* _Your objective_
Every record that follows must be returned word for word.

* _Material to process_
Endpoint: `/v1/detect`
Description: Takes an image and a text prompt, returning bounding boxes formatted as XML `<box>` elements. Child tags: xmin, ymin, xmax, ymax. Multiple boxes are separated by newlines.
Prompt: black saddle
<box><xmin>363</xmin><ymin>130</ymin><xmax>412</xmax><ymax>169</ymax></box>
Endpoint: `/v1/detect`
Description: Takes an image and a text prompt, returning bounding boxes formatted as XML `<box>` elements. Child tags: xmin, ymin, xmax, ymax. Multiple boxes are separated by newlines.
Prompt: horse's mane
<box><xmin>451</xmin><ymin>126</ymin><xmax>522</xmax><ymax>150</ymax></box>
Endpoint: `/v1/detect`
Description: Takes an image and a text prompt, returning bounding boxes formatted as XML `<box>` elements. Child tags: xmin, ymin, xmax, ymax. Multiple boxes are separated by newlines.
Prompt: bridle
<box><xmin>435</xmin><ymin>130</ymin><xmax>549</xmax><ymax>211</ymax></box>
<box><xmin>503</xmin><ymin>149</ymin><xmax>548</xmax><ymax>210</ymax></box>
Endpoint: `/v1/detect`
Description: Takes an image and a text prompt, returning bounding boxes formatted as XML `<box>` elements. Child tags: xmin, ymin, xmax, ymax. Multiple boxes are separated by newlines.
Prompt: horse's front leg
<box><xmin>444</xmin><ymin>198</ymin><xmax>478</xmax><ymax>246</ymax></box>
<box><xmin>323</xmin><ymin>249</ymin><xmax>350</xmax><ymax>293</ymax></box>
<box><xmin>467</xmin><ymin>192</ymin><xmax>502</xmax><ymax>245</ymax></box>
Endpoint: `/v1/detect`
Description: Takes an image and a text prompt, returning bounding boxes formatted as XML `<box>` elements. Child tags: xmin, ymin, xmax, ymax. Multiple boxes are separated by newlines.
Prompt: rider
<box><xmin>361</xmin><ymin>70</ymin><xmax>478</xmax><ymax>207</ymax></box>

* _Solution to this problem_
Endpoint: `/v1/detect`
Description: Takes an image and a text prompt, returning bounding boxes formatted as XML `<box>` elements. Child tags: xmin, ymin, xmax, ymax. Multiple boxes are separated by newlines.
Prompt: black saddle
<box><xmin>363</xmin><ymin>130</ymin><xmax>412</xmax><ymax>169</ymax></box>
Endpoint: `/v1/detect`
Description: Takes an image and a text prompt, returning bounding boxes formatted as XML `<box>` elements. Child tags: xmin, ymin, xmax, ymax. Multiple boxes are separated by newlines.
Prompt: horse's mane
<box><xmin>451</xmin><ymin>126</ymin><xmax>522</xmax><ymax>150</ymax></box>
Endpoint: `/v1/detect`
Description: Takes an image and a text prompt, returning bounding boxes formatted as XML `<box>` elements. Child tags: xmin, ymin, xmax, ymax. Multiple boxes are separated by newlines.
Prompt: bridle
<box><xmin>435</xmin><ymin>130</ymin><xmax>549</xmax><ymax>211</ymax></box>
<box><xmin>503</xmin><ymin>149</ymin><xmax>548</xmax><ymax>210</ymax></box>
Endpoint: `/v1/detect`
Description: Takes an image and a text prompt, returning bounding boxes formatted as XML `<box>` elements. Child tags: xmin, ymin, xmax, ymax. Multiple boxes are separated by newlines.
Prompt: horse's front leg
<box><xmin>444</xmin><ymin>198</ymin><xmax>478</xmax><ymax>246</ymax></box>
<box><xmin>323</xmin><ymin>249</ymin><xmax>350</xmax><ymax>293</ymax></box>
<box><xmin>467</xmin><ymin>192</ymin><xmax>502</xmax><ymax>245</ymax></box>
Endpoint: `/v1/detect`
Description: Takes an image and a text prompt, returning bounding boxes formatted as XML `<box>` elements. Child tags: xmin, ymin, xmax, ymax. Multiple boxes are separated by newlines.
Prompt: rider
<box><xmin>361</xmin><ymin>70</ymin><xmax>478</xmax><ymax>207</ymax></box>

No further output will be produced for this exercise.